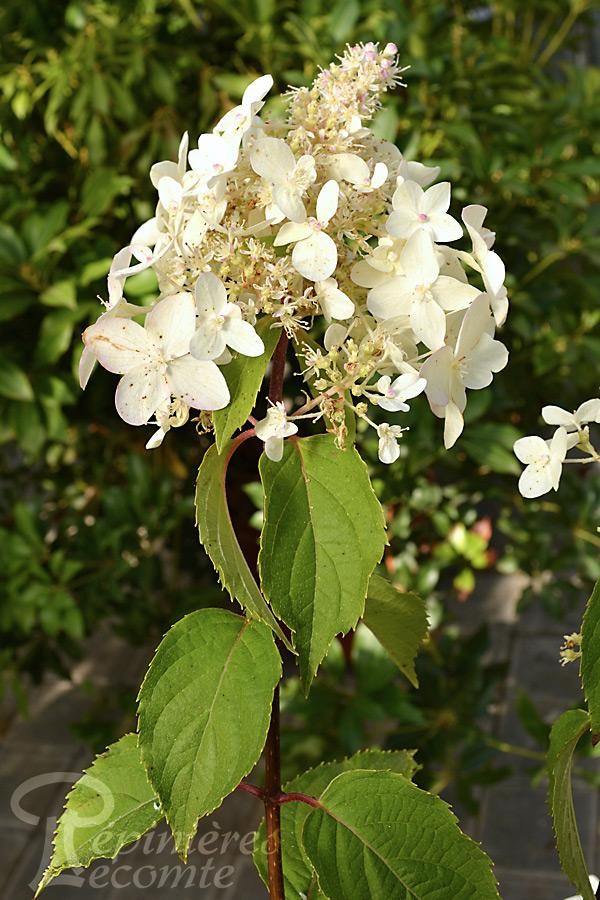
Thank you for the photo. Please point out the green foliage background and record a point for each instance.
(94, 529)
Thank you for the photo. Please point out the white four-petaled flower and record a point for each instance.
(543, 462)
(155, 362)
(219, 324)
(395, 393)
(315, 254)
(273, 429)
(417, 210)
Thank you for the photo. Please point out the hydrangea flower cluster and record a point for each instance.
(322, 227)
(544, 459)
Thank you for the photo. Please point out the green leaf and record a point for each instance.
(378, 835)
(110, 806)
(323, 535)
(220, 542)
(398, 621)
(244, 376)
(14, 383)
(590, 657)
(204, 712)
(62, 293)
(297, 871)
(565, 734)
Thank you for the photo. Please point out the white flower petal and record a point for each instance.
(535, 481)
(554, 415)
(292, 231)
(588, 412)
(530, 449)
(418, 259)
(172, 323)
(140, 392)
(316, 257)
(453, 425)
(242, 337)
(327, 201)
(119, 344)
(437, 372)
(272, 158)
(199, 383)
(210, 294)
(428, 322)
(207, 343)
(390, 299)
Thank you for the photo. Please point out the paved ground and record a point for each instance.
(39, 759)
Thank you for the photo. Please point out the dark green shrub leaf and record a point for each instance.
(204, 712)
(564, 737)
(590, 656)
(316, 568)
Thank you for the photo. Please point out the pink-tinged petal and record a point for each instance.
(140, 392)
(172, 323)
(391, 299)
(437, 372)
(436, 200)
(316, 257)
(242, 337)
(119, 344)
(418, 259)
(531, 448)
(327, 201)
(428, 322)
(198, 383)
(210, 294)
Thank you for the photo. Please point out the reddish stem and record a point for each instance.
(272, 806)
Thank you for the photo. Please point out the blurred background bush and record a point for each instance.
(93, 529)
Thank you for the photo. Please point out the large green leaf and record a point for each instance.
(323, 535)
(378, 835)
(244, 376)
(590, 657)
(297, 870)
(398, 621)
(564, 737)
(218, 539)
(110, 806)
(204, 711)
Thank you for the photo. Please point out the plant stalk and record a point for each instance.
(272, 804)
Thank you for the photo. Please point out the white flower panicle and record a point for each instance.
(544, 459)
(296, 220)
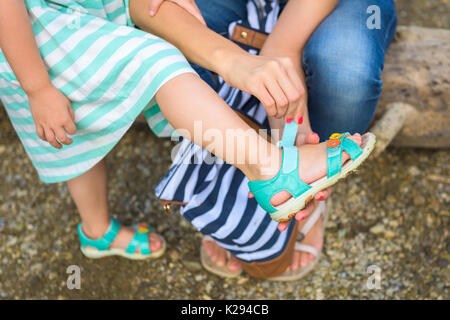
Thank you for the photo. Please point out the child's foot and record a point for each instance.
(123, 238)
(127, 233)
(300, 259)
(312, 166)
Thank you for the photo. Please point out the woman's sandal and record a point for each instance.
(212, 267)
(293, 275)
(289, 180)
(99, 248)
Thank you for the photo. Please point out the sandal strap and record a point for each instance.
(337, 144)
(289, 134)
(140, 240)
(287, 179)
(102, 243)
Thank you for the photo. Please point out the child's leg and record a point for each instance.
(186, 100)
(90, 193)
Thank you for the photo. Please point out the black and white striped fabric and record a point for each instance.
(217, 193)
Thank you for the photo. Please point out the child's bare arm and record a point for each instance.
(51, 110)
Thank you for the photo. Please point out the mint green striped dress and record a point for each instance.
(109, 70)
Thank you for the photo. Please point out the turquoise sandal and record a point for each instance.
(289, 180)
(99, 248)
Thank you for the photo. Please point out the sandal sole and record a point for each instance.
(287, 210)
(92, 253)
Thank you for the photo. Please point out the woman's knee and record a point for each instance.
(343, 75)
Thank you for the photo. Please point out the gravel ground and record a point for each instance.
(395, 218)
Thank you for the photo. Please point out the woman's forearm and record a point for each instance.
(19, 46)
(297, 22)
(198, 43)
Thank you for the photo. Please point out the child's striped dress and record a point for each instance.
(109, 70)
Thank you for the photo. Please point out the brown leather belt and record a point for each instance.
(248, 37)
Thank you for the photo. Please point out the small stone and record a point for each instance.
(52, 275)
(174, 255)
(419, 200)
(198, 278)
(414, 171)
(377, 229)
(389, 234)
(192, 266)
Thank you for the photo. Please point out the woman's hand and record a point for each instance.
(188, 5)
(273, 80)
(53, 116)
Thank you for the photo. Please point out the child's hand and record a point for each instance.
(53, 116)
(188, 5)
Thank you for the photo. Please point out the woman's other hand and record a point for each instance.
(188, 5)
(273, 80)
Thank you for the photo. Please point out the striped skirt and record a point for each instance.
(109, 70)
(214, 194)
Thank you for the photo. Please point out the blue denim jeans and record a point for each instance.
(342, 60)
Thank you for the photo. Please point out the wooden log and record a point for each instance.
(417, 72)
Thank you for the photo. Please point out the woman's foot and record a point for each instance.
(123, 237)
(300, 259)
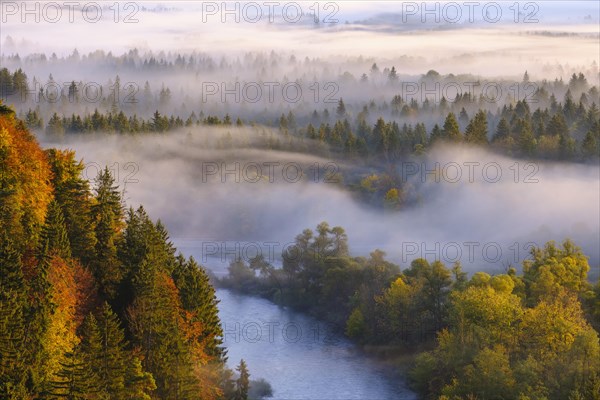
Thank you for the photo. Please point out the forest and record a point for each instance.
(504, 336)
(95, 303)
(535, 120)
(371, 106)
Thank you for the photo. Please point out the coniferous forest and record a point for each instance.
(411, 188)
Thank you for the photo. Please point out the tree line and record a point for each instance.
(532, 335)
(94, 301)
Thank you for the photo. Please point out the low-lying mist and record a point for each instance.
(474, 206)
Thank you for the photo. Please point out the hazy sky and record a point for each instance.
(545, 32)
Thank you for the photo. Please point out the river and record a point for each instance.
(299, 356)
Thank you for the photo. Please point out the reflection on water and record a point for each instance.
(299, 356)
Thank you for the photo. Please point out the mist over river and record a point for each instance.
(299, 356)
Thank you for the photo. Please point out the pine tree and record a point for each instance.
(476, 131)
(341, 109)
(243, 382)
(502, 130)
(198, 296)
(13, 303)
(76, 379)
(54, 238)
(72, 193)
(451, 131)
(107, 214)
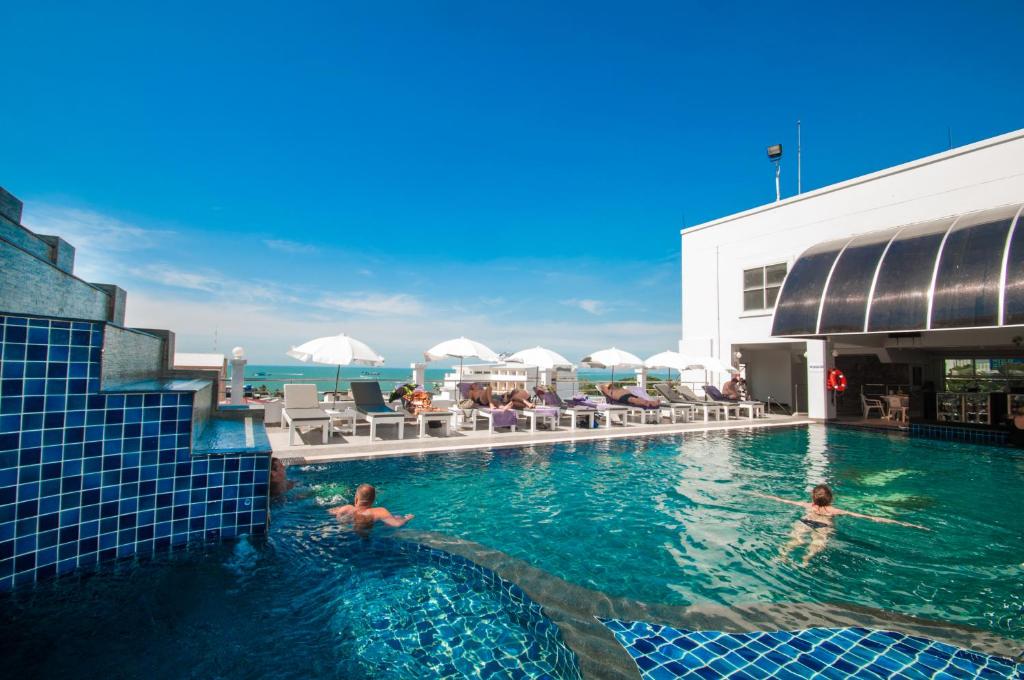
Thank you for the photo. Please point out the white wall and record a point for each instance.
(769, 373)
(983, 175)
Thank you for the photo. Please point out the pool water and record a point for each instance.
(675, 519)
(313, 601)
(669, 520)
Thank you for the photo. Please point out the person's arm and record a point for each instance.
(883, 520)
(385, 516)
(781, 500)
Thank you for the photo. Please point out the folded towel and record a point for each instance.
(504, 418)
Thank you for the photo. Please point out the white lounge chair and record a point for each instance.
(867, 406)
(302, 410)
(370, 405)
(719, 410)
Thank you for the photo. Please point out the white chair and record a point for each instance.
(867, 406)
(302, 410)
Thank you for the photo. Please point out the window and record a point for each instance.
(984, 375)
(761, 287)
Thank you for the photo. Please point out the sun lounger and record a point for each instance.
(609, 411)
(573, 413)
(644, 414)
(302, 410)
(720, 411)
(754, 409)
(495, 417)
(370, 405)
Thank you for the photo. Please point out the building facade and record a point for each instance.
(738, 284)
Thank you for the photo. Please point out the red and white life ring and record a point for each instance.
(836, 381)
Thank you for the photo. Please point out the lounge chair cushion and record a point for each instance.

:::::

Could you reproduce, word for word, only the stretch of the records from the line containing "Thank you for the photo. Please point out the mist" through the end of the records, leaving the pictures out?

• [Correct result]:
Thank you for the photo. Please point out the mist over river and record a point for each instance.
(299, 356)
Thank you for the photo. Please point out the pine tree and record a point for each instance.
(476, 131)
(341, 109)
(243, 382)
(502, 130)
(198, 296)
(13, 303)
(76, 379)
(54, 238)
(72, 193)
(451, 131)
(107, 214)
Thank you for the photo. Please point out the white wall and record a point for each instance.
(769, 373)
(983, 175)
Thank you for the photo. Please point out the pool water and record a point for each instance.
(675, 519)
(313, 601)
(669, 520)
Thank you for the photo. Please point out the person's arm and record a point for each instance.
(883, 520)
(385, 516)
(781, 500)
Thank you for the photo. Please point out the folded towel and record a point for each instance.
(504, 418)
Thank you for the photo. Please point out the white lounge chair and record a point for each instance.
(867, 406)
(302, 410)
(370, 405)
(719, 410)
Thank you for the photo. Please point out the white chair and record a point for each instance.
(867, 406)
(302, 410)
Thank you for the photo. Please point out the window and record a point for each instance.
(984, 375)
(761, 287)
Thank you for the photo. Please point out the sun lounger and record a point for each instance.
(609, 411)
(573, 413)
(644, 414)
(302, 410)
(720, 411)
(754, 409)
(495, 417)
(370, 405)
Thank you for the photo. Please point out the building facade and record a point for each instance.
(738, 284)
Thank you for the photo. Please point out the red and white life ring and record a point for each instance.
(836, 381)
Thank you for the photo. Please point out the lounge chair cushion and record a point for each instance.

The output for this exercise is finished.